Supplied passage:
※

7
votes

I've recently stood up a test ELK stack Ubuntu box to test the functionality and have been very happy with it. My use case for production would involve ingesting at least 100GB of logs per day. I want to be as scalable as possible, as this 100GB/day can quickly rise as we had more log sources.

I read some articles on ELK production, including the fantasic Logz.io ELK Deployment. While I have a general idea of what I need to do, I am unsure on some core concepts, how many machines I need for such a large amount of data and whether I need a broker like Redis included in my architecture.

What is the point of a broker like Redis? In my test instance, I have multiple log sources sending logs over TCP,syslog, and logstash forwarder to my Logstash directly on my ELK server (which also has Elasticsearch, Nginx, and Kibana installed configured with SSL).

In order to retain a high availability, state of the art production cluster, what machines+specs do I need for at least 100GB of data per day, likely scaling toward 150GB or more in the future? I am planning using my own servers. From what I've researched, the starting point should like something like (assuming I include Redis):

  • 2/3 servers with a Redis+Logstash(indexer) instance for each server. For specs, I am thinking 32GB RAM, fast I/O disk 500GB maybe SSD, 8 cores (i7)
  • 3 servers for Elasticsearch (this is the one I am most unsure about) -- I know I need at least 3 master nodes and 2 data nodes, so 2 servers will have 1 master/1 data each -- these will be beefy 64GB RAM, 20TB, 8 cores. The other remaining master node can be on a low spec machine, as it is not handling data.

※

Stored data:
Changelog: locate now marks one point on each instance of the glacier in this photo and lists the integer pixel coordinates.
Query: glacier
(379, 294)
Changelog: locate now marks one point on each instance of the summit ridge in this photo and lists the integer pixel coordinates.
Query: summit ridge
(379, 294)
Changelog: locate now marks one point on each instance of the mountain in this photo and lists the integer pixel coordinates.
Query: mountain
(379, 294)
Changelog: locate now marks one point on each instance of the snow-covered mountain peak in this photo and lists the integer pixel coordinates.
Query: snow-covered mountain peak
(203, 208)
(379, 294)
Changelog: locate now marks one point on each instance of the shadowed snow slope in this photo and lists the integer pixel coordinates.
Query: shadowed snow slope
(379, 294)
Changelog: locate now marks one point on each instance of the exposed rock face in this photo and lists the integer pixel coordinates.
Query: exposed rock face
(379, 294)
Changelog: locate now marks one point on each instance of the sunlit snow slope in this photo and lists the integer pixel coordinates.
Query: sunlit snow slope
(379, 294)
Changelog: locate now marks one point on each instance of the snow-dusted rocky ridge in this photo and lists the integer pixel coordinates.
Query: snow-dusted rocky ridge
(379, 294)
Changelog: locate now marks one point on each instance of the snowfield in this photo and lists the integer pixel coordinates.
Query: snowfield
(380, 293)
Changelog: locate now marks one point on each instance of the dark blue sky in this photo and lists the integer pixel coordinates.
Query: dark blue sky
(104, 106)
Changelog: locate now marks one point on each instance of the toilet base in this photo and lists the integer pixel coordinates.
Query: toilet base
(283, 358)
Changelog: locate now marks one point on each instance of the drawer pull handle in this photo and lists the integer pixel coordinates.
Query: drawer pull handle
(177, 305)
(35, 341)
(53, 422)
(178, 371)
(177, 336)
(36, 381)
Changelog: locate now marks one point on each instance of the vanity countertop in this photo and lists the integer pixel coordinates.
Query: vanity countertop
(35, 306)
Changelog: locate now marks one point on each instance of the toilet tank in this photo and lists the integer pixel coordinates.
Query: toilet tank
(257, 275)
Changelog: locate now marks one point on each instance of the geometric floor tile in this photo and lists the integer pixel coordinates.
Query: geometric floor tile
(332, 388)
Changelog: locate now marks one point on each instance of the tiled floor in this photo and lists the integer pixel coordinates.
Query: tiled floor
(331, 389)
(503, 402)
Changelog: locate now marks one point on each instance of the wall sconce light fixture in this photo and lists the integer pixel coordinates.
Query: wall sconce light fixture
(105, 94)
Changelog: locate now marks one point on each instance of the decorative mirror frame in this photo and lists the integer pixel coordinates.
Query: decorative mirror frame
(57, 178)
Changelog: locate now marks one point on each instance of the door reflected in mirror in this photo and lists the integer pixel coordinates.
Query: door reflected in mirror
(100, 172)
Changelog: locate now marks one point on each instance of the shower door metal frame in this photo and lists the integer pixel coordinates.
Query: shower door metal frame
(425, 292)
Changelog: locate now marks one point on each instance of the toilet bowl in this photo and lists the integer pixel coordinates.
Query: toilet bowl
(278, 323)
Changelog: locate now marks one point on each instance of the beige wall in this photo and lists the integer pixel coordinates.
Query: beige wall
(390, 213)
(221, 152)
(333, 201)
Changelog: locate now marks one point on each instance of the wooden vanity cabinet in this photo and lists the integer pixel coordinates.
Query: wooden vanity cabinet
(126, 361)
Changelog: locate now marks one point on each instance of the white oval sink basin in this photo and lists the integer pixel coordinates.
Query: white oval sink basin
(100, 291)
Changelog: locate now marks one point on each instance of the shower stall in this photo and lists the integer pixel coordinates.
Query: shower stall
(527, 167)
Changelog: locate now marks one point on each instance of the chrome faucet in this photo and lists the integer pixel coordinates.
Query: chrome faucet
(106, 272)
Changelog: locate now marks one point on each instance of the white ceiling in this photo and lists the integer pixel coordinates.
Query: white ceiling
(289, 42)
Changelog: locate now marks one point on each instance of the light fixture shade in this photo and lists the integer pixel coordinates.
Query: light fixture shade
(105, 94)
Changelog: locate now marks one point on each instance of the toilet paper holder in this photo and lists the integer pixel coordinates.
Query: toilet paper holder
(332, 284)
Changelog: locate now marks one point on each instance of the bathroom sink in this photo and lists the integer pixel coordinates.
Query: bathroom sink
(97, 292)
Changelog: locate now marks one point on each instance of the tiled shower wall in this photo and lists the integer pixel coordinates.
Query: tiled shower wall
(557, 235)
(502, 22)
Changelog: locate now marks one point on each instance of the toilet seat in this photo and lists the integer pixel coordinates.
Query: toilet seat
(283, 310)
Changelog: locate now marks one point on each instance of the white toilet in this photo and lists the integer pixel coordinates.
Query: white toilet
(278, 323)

※

Directive 1: In the post about the ELK stack, how much log data per day would the production use case ingest?
Directive 2: Continue the post about the ELK stack from the point where it ends.

Expected answer 1: At least 100GB of logs per day.

Expected answer 2:
  • 2 servers for Nginx/Kibana -- these should be low spec machines, as they are just the web server and UI. Is a load balancer necessary here?

EDIT: Planning on keeping the logs for 60 days.

1
How long are you going to keep the logs? See stackoverflow.com/questions/30331768/… for some numbers.Magnus Bäck

1 Answers

11
votes

As for Redis, it acts as a buffer in case logstash and/or elasticsearch are down or slow. If you're using the full logstash or logstash-forwarder as a shipper, it will detect when logstash is unavailable and stop sending logs (remembering where it left off, at least for a while).

So, in a pure logstash/logstash-forwarder environment, I see little reason to use a broker like redis.

When it becomes important is for sources that don't care about logstash's status and don't buffer in their side. syslog, snmptrap, and others fall into this category. Since your sources include syslog, I would bring up brokers in your setup.

Redis is a RAM-intensive app, and that amount of memory that you have will dictate how long of a logstash outage you can withstand. On a 32GB server (shared with logstash), how much of the memory would you give yo redis? How large is your average document size? How many documents would it take to fill the memory? How long does it take to generate that many documents? In my experience, redis fails horribly when the memory fills, but that could just have been me.

Logstash is a CPU-intensive process as all the filters get executed.

As for the size of the elasticsearch cluster, @magnus already pointed you to some information that might help. Starting with 64GB machines is great, and then scale horizontally as needed.

You should have two client (non-data) nodes that are used as the access point for inserts (efficiently dispatching the requests to the correct data node) and searches (handling the 'reduce' phase with data returned from the data nodes). Two of these in a failover config would be a good start.

Two kibana machines will give you redundancy. Putting them in a failover config is also good. nginx was more used with kibana3, I believe. I don't know if people are using it with kibana4 or have moved to 'shield'.

Hope that helps.